Stored data entries:
****************************************

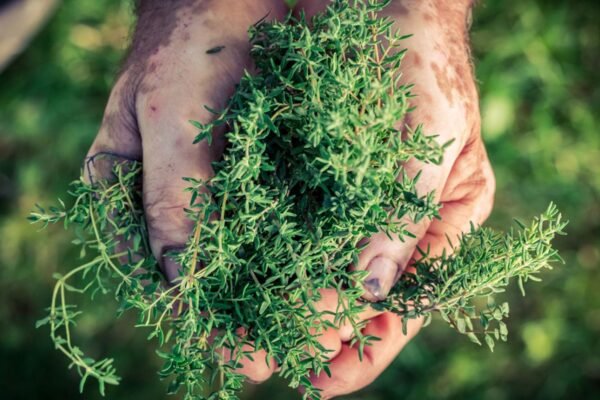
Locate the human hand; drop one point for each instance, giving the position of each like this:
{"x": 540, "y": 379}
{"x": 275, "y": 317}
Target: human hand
{"x": 185, "y": 54}
{"x": 446, "y": 101}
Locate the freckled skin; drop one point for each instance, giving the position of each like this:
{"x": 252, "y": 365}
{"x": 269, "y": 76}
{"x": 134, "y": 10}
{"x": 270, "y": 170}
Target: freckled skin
{"x": 438, "y": 63}
{"x": 170, "y": 74}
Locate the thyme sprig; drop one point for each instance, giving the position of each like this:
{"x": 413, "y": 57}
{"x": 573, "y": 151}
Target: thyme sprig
{"x": 314, "y": 164}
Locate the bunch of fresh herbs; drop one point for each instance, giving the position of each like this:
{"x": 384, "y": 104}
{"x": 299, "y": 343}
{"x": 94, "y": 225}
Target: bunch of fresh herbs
{"x": 314, "y": 164}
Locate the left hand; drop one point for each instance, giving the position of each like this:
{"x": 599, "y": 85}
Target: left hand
{"x": 438, "y": 63}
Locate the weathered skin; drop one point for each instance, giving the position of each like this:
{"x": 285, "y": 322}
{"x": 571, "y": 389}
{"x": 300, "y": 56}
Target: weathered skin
{"x": 169, "y": 77}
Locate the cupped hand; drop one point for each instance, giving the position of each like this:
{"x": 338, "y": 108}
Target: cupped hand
{"x": 438, "y": 64}
{"x": 185, "y": 55}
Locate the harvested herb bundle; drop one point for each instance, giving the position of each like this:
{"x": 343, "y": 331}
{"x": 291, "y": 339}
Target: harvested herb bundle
{"x": 311, "y": 169}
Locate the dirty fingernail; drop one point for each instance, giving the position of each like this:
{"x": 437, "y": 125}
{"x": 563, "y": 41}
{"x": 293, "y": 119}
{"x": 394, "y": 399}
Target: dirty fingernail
{"x": 382, "y": 272}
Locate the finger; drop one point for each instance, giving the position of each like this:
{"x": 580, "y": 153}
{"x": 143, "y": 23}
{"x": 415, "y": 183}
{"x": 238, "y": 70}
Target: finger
{"x": 349, "y": 373}
{"x": 118, "y": 138}
{"x": 446, "y": 105}
{"x": 467, "y": 199}
{"x": 179, "y": 84}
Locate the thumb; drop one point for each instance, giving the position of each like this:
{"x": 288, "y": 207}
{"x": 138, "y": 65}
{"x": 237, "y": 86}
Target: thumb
{"x": 170, "y": 155}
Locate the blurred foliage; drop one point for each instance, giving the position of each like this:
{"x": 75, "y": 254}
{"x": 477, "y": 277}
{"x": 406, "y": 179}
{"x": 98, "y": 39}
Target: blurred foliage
{"x": 538, "y": 65}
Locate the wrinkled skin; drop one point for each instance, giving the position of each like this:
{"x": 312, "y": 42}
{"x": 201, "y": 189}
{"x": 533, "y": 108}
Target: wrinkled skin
{"x": 169, "y": 77}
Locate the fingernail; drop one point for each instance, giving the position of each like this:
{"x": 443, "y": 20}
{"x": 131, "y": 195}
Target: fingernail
{"x": 171, "y": 268}
{"x": 382, "y": 272}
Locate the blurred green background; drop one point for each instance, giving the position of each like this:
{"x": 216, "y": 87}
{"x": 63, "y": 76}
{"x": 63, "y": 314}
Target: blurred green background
{"x": 538, "y": 66}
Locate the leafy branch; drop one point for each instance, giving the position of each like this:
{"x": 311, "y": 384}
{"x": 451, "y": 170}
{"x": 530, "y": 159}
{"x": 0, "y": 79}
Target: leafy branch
{"x": 311, "y": 168}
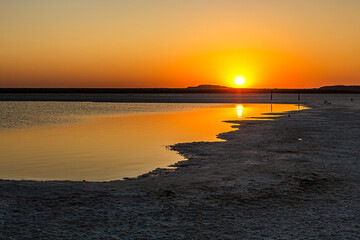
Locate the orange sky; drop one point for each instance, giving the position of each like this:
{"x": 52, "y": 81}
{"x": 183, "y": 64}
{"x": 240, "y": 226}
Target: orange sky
{"x": 178, "y": 43}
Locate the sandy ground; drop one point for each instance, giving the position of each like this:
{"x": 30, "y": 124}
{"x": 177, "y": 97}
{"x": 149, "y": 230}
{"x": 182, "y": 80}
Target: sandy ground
{"x": 296, "y": 177}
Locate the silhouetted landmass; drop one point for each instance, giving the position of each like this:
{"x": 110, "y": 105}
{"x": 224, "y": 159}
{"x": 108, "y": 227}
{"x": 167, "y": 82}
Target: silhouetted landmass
{"x": 196, "y": 89}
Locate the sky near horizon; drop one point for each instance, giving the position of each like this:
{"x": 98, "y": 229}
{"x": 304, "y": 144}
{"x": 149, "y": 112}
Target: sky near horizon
{"x": 179, "y": 43}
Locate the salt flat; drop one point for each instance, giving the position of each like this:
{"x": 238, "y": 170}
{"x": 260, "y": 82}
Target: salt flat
{"x": 295, "y": 177}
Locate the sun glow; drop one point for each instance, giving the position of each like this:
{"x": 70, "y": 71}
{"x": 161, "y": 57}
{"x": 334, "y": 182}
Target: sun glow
{"x": 239, "y": 80}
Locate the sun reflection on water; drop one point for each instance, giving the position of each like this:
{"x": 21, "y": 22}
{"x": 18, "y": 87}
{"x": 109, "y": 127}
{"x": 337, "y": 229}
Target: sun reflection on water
{"x": 239, "y": 110}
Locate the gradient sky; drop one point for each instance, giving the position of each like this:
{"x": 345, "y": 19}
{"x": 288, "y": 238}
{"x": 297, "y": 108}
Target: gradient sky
{"x": 178, "y": 43}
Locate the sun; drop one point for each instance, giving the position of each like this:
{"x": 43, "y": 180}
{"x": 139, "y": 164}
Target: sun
{"x": 239, "y": 80}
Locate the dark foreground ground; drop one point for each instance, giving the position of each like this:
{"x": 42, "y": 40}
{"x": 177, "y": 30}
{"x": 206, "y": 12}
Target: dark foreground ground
{"x": 296, "y": 177}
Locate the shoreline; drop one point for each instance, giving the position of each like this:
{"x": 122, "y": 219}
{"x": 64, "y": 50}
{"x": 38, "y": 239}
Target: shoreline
{"x": 262, "y": 182}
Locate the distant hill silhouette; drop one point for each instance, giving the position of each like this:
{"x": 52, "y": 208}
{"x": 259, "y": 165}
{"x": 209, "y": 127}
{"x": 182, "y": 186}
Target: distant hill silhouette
{"x": 193, "y": 89}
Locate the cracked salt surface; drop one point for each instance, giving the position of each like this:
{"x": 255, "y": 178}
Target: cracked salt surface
{"x": 259, "y": 184}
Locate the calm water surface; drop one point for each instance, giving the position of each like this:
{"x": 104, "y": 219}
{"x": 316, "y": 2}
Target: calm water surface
{"x": 107, "y": 141}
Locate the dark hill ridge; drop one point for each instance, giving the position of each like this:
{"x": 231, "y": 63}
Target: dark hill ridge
{"x": 196, "y": 89}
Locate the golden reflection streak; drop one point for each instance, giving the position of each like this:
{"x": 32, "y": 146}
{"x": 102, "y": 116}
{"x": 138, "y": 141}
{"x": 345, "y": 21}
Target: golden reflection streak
{"x": 239, "y": 110}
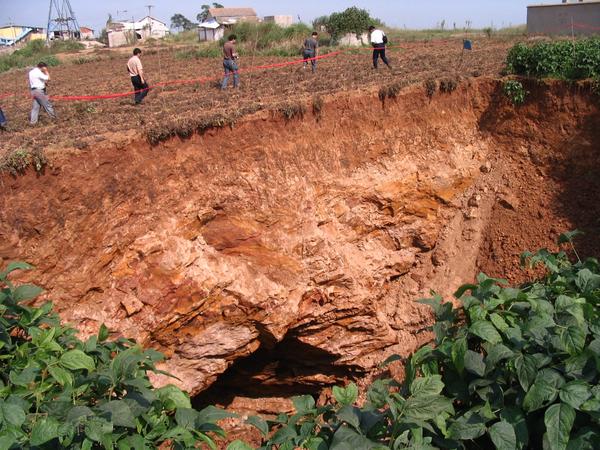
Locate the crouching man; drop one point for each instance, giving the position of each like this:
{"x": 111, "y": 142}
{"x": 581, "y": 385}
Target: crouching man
{"x": 38, "y": 78}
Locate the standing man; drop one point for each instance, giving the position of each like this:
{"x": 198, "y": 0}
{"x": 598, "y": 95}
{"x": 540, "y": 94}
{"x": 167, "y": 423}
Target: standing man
{"x": 229, "y": 62}
{"x": 311, "y": 50}
{"x": 2, "y": 120}
{"x": 378, "y": 41}
{"x": 38, "y": 77}
{"x": 138, "y": 79}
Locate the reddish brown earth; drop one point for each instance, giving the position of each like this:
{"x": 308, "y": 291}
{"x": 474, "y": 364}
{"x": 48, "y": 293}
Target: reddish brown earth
{"x": 280, "y": 257}
{"x": 88, "y": 124}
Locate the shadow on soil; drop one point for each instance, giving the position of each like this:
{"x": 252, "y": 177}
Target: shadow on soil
{"x": 289, "y": 368}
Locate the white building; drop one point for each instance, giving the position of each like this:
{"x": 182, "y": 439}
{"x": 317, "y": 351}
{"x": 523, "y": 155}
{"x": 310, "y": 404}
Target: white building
{"x": 282, "y": 21}
{"x": 219, "y": 19}
{"x": 122, "y": 33}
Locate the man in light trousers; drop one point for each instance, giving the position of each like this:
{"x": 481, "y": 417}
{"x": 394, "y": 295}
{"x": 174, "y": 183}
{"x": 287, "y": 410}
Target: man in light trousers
{"x": 229, "y": 63}
{"x": 38, "y": 77}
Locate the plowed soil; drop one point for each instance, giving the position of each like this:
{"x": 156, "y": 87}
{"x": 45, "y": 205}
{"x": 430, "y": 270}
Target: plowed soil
{"x": 84, "y": 123}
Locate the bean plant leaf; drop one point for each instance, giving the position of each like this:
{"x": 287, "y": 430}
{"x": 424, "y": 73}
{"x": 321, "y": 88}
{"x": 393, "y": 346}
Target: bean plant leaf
{"x": 559, "y": 420}
{"x": 468, "y": 427}
{"x": 76, "y": 359}
{"x": 474, "y": 363}
{"x": 304, "y": 404}
{"x": 540, "y": 393}
{"x": 526, "y": 370}
{"x": 575, "y": 393}
{"x": 239, "y": 445}
{"x": 503, "y": 436}
{"x": 13, "y": 414}
{"x": 486, "y": 331}
{"x": 62, "y": 376}
{"x": 568, "y": 237}
{"x": 173, "y": 397}
{"x": 573, "y": 339}
{"x": 347, "y": 395}
{"x": 259, "y": 423}
{"x": 120, "y": 413}
{"x": 427, "y": 386}
{"x": 44, "y": 430}
{"x": 458, "y": 352}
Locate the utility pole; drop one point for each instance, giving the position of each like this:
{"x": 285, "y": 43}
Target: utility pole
{"x": 150, "y": 17}
{"x": 62, "y": 21}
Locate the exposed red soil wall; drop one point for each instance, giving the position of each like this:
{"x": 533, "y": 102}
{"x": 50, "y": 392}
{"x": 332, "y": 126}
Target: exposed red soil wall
{"x": 318, "y": 232}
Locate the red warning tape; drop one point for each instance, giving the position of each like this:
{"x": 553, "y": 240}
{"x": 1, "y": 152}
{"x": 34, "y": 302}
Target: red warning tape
{"x": 190, "y": 81}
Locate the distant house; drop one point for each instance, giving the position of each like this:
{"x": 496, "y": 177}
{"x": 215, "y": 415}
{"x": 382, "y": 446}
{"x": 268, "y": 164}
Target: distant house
{"x": 127, "y": 33}
{"x": 86, "y": 33}
{"x": 219, "y": 19}
{"x": 282, "y": 21}
{"x": 566, "y": 18}
{"x": 352, "y": 40}
{"x": 20, "y": 34}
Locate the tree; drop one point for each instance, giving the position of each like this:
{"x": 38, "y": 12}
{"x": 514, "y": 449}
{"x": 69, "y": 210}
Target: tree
{"x": 202, "y": 16}
{"x": 352, "y": 20}
{"x": 182, "y": 22}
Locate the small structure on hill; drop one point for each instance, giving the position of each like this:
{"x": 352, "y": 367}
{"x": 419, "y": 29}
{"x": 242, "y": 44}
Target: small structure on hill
{"x": 20, "y": 34}
{"x": 219, "y": 19}
{"x": 581, "y": 18}
{"x": 86, "y": 33}
{"x": 354, "y": 40}
{"x": 128, "y": 33}
{"x": 282, "y": 21}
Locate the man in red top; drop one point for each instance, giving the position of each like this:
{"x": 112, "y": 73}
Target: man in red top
{"x": 138, "y": 79}
{"x": 229, "y": 62}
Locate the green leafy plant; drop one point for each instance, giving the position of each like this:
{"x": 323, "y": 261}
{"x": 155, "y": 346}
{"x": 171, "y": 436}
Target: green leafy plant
{"x": 57, "y": 391}
{"x": 512, "y": 368}
{"x": 515, "y": 92}
{"x": 571, "y": 60}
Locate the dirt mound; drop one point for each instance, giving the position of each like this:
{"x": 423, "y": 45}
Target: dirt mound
{"x": 289, "y": 253}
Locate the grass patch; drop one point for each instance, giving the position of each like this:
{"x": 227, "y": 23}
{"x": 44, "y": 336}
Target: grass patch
{"x": 430, "y": 87}
{"x": 292, "y": 111}
{"x": 18, "y": 161}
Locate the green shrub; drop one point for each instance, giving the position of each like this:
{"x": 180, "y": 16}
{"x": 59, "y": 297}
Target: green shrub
{"x": 512, "y": 368}
{"x": 560, "y": 59}
{"x": 57, "y": 391}
{"x": 515, "y": 92}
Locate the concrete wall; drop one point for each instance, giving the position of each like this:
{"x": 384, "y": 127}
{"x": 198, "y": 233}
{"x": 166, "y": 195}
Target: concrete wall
{"x": 556, "y": 19}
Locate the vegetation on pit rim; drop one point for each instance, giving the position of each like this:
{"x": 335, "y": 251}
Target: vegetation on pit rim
{"x": 512, "y": 368}
{"x": 566, "y": 59}
{"x": 36, "y": 51}
{"x": 57, "y": 391}
{"x": 515, "y": 91}
{"x": 18, "y": 161}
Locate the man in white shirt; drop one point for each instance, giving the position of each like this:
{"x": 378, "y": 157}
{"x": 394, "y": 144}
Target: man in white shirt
{"x": 38, "y": 77}
{"x": 138, "y": 78}
{"x": 378, "y": 41}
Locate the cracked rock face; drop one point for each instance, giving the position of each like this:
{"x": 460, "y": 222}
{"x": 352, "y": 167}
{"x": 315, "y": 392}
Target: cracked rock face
{"x": 208, "y": 249}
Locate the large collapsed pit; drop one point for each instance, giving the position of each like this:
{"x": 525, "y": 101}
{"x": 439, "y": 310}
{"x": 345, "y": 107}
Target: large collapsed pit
{"x": 286, "y": 255}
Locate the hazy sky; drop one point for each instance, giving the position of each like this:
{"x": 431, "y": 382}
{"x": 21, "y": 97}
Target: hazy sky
{"x": 400, "y": 13}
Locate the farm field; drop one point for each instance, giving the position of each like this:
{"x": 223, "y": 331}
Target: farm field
{"x": 81, "y": 124}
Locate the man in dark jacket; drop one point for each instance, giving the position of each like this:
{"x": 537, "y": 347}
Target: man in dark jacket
{"x": 311, "y": 51}
{"x": 378, "y": 41}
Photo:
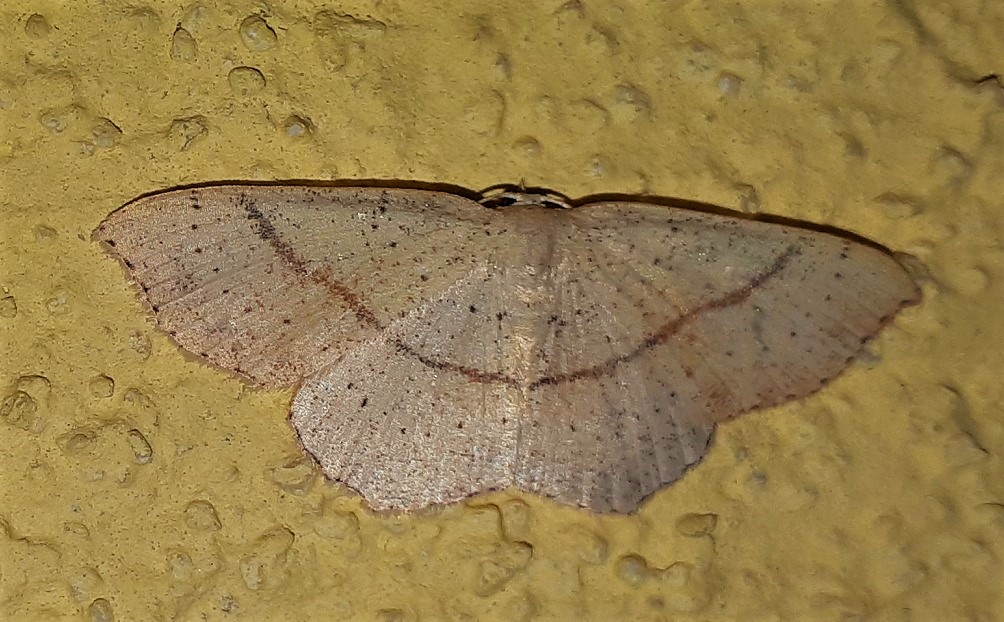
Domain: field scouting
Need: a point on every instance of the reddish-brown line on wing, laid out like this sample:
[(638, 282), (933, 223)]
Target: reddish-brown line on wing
[(266, 231)]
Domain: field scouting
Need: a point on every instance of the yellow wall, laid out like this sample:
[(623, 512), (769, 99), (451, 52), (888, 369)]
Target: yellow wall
[(139, 484)]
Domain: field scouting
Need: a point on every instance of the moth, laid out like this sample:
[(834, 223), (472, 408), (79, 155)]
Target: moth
[(445, 346)]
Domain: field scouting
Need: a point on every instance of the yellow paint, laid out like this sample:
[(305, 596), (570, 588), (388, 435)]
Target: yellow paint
[(139, 484)]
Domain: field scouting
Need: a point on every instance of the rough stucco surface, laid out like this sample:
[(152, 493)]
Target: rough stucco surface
[(138, 484)]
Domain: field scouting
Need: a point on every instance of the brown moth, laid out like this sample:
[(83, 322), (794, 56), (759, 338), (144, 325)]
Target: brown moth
[(444, 348)]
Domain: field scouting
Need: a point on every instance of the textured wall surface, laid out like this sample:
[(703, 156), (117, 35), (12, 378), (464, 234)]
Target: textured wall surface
[(138, 484)]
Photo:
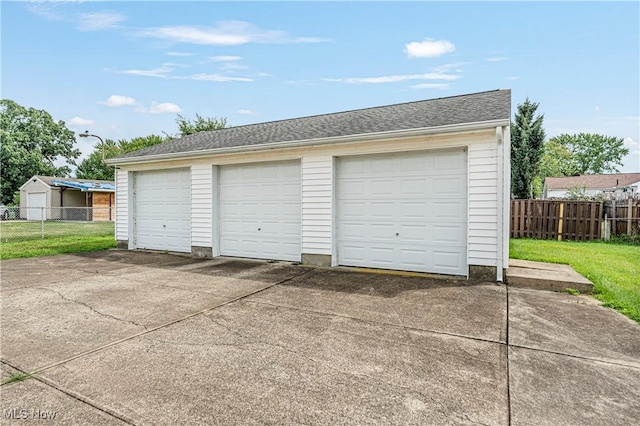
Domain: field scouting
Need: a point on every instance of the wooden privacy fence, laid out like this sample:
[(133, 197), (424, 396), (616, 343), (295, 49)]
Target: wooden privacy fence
[(623, 216), (556, 219)]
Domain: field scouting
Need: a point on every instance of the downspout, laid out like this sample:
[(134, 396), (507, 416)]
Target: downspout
[(500, 215)]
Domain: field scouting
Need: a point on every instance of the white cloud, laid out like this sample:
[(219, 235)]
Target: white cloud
[(213, 77), (99, 21), (231, 66), (180, 54), (79, 121), (159, 108), (441, 86), (226, 33), (428, 48), (156, 72), (118, 100), (395, 78), (224, 58)]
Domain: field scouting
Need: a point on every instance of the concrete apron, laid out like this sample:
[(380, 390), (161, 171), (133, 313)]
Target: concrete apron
[(139, 338)]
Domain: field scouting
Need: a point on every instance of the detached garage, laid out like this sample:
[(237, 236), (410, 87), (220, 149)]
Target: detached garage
[(420, 186)]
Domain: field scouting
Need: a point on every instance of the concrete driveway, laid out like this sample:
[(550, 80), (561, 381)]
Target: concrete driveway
[(121, 337)]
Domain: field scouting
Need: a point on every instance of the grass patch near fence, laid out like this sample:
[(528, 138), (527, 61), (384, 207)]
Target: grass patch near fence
[(24, 239), (613, 268)]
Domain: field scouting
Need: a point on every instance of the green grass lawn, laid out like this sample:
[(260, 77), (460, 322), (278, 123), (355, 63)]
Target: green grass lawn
[(613, 268), (24, 239)]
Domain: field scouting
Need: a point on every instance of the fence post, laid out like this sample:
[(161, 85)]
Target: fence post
[(560, 221)]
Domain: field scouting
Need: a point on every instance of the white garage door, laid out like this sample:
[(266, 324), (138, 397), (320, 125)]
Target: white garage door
[(404, 211), (35, 203), (260, 210), (163, 210)]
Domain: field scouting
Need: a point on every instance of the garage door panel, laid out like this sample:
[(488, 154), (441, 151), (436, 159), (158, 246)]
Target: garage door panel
[(403, 211), (260, 214), (448, 186), (163, 210), (449, 210), (382, 209)]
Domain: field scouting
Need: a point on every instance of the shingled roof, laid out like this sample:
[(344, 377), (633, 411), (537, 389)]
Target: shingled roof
[(471, 108), (616, 180)]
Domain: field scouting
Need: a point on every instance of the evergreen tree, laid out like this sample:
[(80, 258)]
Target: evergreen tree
[(527, 139)]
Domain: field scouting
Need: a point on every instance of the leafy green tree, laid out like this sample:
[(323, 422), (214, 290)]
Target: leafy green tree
[(527, 138), (140, 142), (31, 144), (586, 153), (199, 124), (93, 167), (556, 161)]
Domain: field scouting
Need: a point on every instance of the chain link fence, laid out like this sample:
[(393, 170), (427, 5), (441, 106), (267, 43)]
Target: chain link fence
[(32, 223)]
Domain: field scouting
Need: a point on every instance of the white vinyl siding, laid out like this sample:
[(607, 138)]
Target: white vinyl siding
[(317, 203), (483, 204), (201, 205), (403, 211), (163, 210), (122, 211), (260, 212)]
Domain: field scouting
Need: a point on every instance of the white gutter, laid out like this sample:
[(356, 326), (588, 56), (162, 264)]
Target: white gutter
[(452, 128), (500, 224)]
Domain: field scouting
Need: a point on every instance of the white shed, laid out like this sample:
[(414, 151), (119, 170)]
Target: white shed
[(420, 186)]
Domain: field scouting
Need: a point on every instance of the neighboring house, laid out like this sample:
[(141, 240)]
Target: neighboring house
[(419, 186), (619, 184), (54, 197)]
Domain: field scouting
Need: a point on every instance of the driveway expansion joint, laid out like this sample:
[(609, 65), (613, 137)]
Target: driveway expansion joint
[(91, 308)]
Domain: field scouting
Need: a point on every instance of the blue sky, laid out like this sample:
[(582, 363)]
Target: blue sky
[(125, 69)]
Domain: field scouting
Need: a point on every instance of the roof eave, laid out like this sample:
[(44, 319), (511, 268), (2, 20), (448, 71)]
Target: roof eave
[(452, 128)]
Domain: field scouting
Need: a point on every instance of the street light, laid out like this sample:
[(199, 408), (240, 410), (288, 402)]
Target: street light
[(86, 135)]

****************************************

EXERCISE DIRECTIONS: Using the entries above, return exactly the lines from the line with "Target: concrete driveway" to the line with "[(266, 324), (138, 397), (320, 125)]", counting both of those lines.

SOLVED PROBLEM:
Target: concrete driveway
[(121, 337)]
Domain: field scouting
Need: a point on every instance of the grass patch near fence, laid out like this sample:
[(528, 138), (527, 61), (384, 207)]
Target: grass patch near fence
[(24, 239), (613, 268)]
Domain: field scouting
Need: a point on every instance of the green grass lawn, laid out like this sample:
[(260, 77), (460, 322), (278, 123), (355, 63)]
Target: green grass lawn
[(613, 268), (24, 239)]
Domain: field scouting
Need: a point on every instance of the fence post, laid out like this sample:
[(161, 85)]
Target: fence post
[(560, 221)]
Domain: field scouting
Need: a point on every instance of the white garage door, laid out like this sample:
[(266, 324), (138, 397), (320, 125)]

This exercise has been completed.